↓

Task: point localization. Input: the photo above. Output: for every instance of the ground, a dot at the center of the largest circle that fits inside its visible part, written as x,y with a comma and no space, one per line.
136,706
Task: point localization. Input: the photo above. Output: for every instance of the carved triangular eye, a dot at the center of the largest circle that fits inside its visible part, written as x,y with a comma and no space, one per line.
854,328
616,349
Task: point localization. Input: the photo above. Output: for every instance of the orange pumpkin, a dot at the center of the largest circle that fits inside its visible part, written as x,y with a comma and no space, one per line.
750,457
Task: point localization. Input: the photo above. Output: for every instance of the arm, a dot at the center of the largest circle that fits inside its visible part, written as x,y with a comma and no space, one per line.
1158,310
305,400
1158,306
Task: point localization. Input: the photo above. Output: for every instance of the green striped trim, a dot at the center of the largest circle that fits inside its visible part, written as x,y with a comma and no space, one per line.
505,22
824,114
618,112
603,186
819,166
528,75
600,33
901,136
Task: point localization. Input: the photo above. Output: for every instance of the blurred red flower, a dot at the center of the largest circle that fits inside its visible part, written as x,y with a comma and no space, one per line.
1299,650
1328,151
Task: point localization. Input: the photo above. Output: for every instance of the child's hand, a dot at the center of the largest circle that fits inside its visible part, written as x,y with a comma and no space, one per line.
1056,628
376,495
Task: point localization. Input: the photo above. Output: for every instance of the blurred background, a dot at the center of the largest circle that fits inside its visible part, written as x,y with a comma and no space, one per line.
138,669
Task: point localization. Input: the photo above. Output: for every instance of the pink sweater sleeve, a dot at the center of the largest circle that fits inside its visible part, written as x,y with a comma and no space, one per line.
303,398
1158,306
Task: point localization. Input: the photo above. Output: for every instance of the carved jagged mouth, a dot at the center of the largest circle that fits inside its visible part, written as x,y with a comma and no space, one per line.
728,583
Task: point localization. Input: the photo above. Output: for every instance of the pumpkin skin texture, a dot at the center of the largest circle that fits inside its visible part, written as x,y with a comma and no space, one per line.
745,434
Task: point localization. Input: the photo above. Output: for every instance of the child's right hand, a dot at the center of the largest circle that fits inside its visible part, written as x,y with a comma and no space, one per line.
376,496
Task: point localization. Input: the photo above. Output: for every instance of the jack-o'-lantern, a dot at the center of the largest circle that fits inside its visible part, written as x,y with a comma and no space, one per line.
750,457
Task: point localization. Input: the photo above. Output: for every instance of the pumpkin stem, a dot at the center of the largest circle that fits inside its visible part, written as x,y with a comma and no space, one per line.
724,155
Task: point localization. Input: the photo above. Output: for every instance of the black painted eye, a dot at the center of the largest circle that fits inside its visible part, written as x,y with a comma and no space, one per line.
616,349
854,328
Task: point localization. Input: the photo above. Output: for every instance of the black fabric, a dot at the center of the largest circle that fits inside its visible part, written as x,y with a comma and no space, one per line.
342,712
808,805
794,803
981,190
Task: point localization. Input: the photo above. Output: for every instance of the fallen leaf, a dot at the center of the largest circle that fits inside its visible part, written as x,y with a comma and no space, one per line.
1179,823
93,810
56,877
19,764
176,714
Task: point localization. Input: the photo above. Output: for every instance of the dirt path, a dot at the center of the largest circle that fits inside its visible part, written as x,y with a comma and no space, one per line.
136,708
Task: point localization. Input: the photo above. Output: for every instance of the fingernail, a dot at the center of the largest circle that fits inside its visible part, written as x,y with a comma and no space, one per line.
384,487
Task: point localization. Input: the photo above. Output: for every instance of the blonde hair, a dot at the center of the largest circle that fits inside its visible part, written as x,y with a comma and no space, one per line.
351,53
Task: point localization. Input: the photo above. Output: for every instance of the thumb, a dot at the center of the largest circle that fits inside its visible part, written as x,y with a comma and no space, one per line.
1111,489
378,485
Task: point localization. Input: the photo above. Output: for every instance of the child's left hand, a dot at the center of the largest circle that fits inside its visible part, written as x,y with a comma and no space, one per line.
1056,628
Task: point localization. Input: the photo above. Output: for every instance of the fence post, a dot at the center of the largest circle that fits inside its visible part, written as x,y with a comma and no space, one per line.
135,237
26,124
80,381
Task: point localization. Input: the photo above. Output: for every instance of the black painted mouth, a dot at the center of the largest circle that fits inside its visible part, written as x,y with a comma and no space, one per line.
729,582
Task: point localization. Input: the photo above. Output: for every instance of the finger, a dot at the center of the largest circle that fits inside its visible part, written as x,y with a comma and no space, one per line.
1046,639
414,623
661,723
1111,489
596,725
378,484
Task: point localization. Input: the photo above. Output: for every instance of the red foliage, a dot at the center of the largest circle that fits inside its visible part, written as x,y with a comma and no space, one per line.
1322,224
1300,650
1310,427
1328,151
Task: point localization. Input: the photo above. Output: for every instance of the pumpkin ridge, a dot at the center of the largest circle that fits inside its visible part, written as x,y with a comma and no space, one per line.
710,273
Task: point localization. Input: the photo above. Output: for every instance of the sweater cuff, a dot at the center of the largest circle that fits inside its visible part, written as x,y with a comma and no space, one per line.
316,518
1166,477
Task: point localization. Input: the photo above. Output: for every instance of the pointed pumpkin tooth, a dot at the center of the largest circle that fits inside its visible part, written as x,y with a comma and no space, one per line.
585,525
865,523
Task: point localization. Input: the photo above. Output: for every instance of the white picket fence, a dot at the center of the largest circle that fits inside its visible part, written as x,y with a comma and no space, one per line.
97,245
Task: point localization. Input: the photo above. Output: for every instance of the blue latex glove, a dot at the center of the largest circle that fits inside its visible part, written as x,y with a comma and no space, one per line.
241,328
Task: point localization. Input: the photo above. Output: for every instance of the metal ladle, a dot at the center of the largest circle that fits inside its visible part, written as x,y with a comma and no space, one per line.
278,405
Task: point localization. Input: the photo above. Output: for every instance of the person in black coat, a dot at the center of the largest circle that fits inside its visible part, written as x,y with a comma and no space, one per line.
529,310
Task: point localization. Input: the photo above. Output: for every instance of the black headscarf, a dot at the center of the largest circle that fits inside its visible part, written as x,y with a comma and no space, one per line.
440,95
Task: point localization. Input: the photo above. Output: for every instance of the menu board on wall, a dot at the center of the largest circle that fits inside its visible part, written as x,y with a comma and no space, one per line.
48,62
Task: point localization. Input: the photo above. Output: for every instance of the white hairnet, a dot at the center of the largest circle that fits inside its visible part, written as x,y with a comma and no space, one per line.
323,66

↑

- **ACTIVITY**:
What is needed is a faithful transcription of every entry.

- **SOLUTION FOR THIS TASK**:
Task: point localization. Input: the photo above. Output: for every instance of the ground, a dot at the center of the largest circle that fits inside its visible part, written as x,y with a comma and no space, one per line.
136,706
Task: point localization. Input: the photo above. Output: for every instance of the carved triangular eye, a dot at the center of the largest circle that fits inside its visible part, written as x,y with a comma and no space, one per line.
854,328
616,349
Task: point localization. Input: the photo above. Output: for every instance of the orange pumpkin, a dot at the center of the largest circle that fits inside its visible part, written as x,y with a comma and no space, one per line.
750,457
Task: point localization. Input: the photo above. Output: for every instance of the arm, a dot at the center of the largest circle that fits inside its visible part, written as x,y with a comma and no space, one per line.
1158,310
305,400
1158,306
Task: point localization. Input: the photo above. Output: for every instance of the green striped trim, a dot at the center of the largest circle that fits inside its visible part, written as x,y with a comma and no space, one per line.
505,22
824,114
618,112
603,186
819,166
528,75
600,33
901,136
Task: point localization. Input: the photo above. Output: for every instance of the blurred red flower, a dot at the center of the largest circle that fits inside its visible part, written as x,y with a comma and no space, one per line.
1299,650
1328,151
Task: point localization. Input: the photo above. Output: for every instance of the child's hand, a dot at the center of the largest circle that fits inside its visible part, written as x,y with a comma and no space, one per line.
1056,628
376,495
Task: point localization. Input: the photo above. Output: for every instance of the blurred background, a dot at the center of the largest circle that fits inside its visible part, written as x,y with a comma and no space, one per line.
138,669
Task: point localization. Input: the photo above. Output: for every instance of the pink sweater sleeve, a dot at the center of the largest circle that fits inside its visible part, written as x,y with a comma and no space, one per line.
303,398
1158,306
Task: point localization. Input: the photo above. Output: for every instance of the carved jagged mouth, a dot at the center of the largest circle that fits inside its visible part, written as x,y with a comma and no space, one per line.
728,583
Task: point localization. Input: the photo above. Output: for every instance of the pumpkin skin texture, a dot at the center of the largest circle that fits inside its visible part, written as x,y with a comma and no space, one per line.
745,434
Task: point localization. Input: the photo above. Output: for every instance of the child's right hand, a dot at the center of the largest circle that fits inside its visible part, written as x,y with a comma and no space, one per line.
376,496
Task: point localization. Input: the photo above. Output: for every instance of the jack-o'-lantern, a dot at the center of the largest circle that fits inside its visible part, written as x,y with a comma and no space, one per line.
750,457
Task: point localization. Input: the photo above. Output: for every instance of the pumpkin stem, a dot at the center of the largest circle that fits inside its visible part, written as x,y with a comma and no space, one per line.
724,155
Task: point localization. Input: the photo above. Output: for every instance of the black painted eye, a dot at the center of the largest circle that fits inside its visible part, written as x,y with a comma and no space, one per line.
616,349
854,328
Task: point localization. Input: the photo above. Output: for every instance of the black fabric, a dot at the center of the largest circle that fits inside its visible part, written as x,y with a comma and no space, one per line.
342,712
808,805
794,803
981,190
Task: point localization. Input: the photo above. Output: for every instance of the fallen leaf, a dot at the center of the largest circle that fits inside its visible part, written as x,y with a comma and no space, one per line.
1179,823
93,810
56,877
19,764
176,714
Task: point localization. Input: the photo above. Output: for every instance of the dirt path, a dot at the center of the largest circle that fits inside its visible part, written as x,y with a comma and no space, one per line.
136,708
Task: point localization. Input: the photo above. Output: for every instance of the fingernail, a dot at the center of the largest circle that fits inside its visible part, written as x,y with a comma and no space, one per line.
384,487
Task: point localization. Input: the photo above. Output: for every instance of the blonde hair, a dot at the center of the largest circle that fits inside its visible part, written as x,y with a comma and no space, one per line.
351,53
Task: point localization. Input: the photo above. Output: for every instance of the thumb, a dot at the center of the largest circle that fits inside its visible part, written as x,y with a comma and no space, one per line.
1111,489
378,485
Task: point localization. Input: the photo above. Output: for every instance of the child's left hand, a dot at the center of the largest circle that fits inside its visible part, written as x,y with a comma and no space, one per line.
1056,628
Task: point localization. Input: the photo above. Output: for every instance of the fence post, a dot at the center of the largest circle that fits inside its visible part, written as x,y with a comma and no space, one per line.
135,237
26,124
80,381
Task: point localization. Input: the photo above. Output: for every instance of the black painted mouth, a dot at the center of the largest circle that fits inside its visible part, written as x,y with a comma and no space, one per line.
729,582
Task: point localization. Input: the photo above. Output: for every instance of the finger, a dot at the center of the largest circle that fits inside its visible part, written as x,y with a comma and no space, one per line.
1046,639
414,623
661,723
1111,489
596,725
378,484
Task: point localization. Input: the photo above. Output: for every instance of the red foliage, a dot at the center of the largest circle that fits inside its visible part, written as x,y with a comma and no space, one per line.
1322,224
1300,650
1310,427
1328,151
Task: point localization. Input: the photo above. Output: for every instance of the pumpkin ridge, a dot at the center of the largest circle that fits inside its visible part, written as x,y with a comma and no space, one per line.
710,273
Task: point localization. Input: the photo above. Output: for every instance of the sweater cuff, a dot at the center of the largest circle that fits inside its visible part, written as x,y with a comma and no space, one per line.
316,518
1166,477
Task: point localization. Input: the photo above. Output: for every instance of the pointed pumpkin tooth, a dot at the center of the largest circle that fits inside its visible part, written as x,y with a comma and no space, one per line.
585,525
865,523
Task: point localization. Input: the photo above. Output: for every instance of the white picket fence, a dot at the center of the largest circle that fits inside its visible part, written as x,y with a comma and no space, one per line.
97,245
Task: point localization. Input: the photo above. Output: for every instance of the blue latex glove, a dot at the center of the largest circle that fits inside its visible part, written as x,y with a comma and no space, one per line.
241,328
Task: point localization. Input: the photo above. Output: for every instance of the metal ladle, a dot at the center of the largest circle that fits inside its visible part, written as x,y with a comma and no space, one per line.
278,405
Task: point localization. Input: the photo above. Output: for every instance of the person in black coat, a dot at the center of the largest circle that fits inside its visible part, written as x,y with a comma and no space, one per line.
529,310
Task: point localization. Input: the photo above. Output: for every instance of the black headscarf, a dot at the center of the largest circle that fits inside its visible part, written as x,y with a comma and no space, one per line.
440,95
Task: point localization. Input: the photo above. Output: for every instance of the menu board on wall, a dot at the center of the largest circle that fits inside its visible part, written as x,y with a comma and no space, one per line.
48,62
Task: point localization. Input: the photo above. Output: for every instance of the white hairnet, a dot at the center of the largest circle that fits inside its visible part, written as x,y with a comma and no space, one per line.
323,66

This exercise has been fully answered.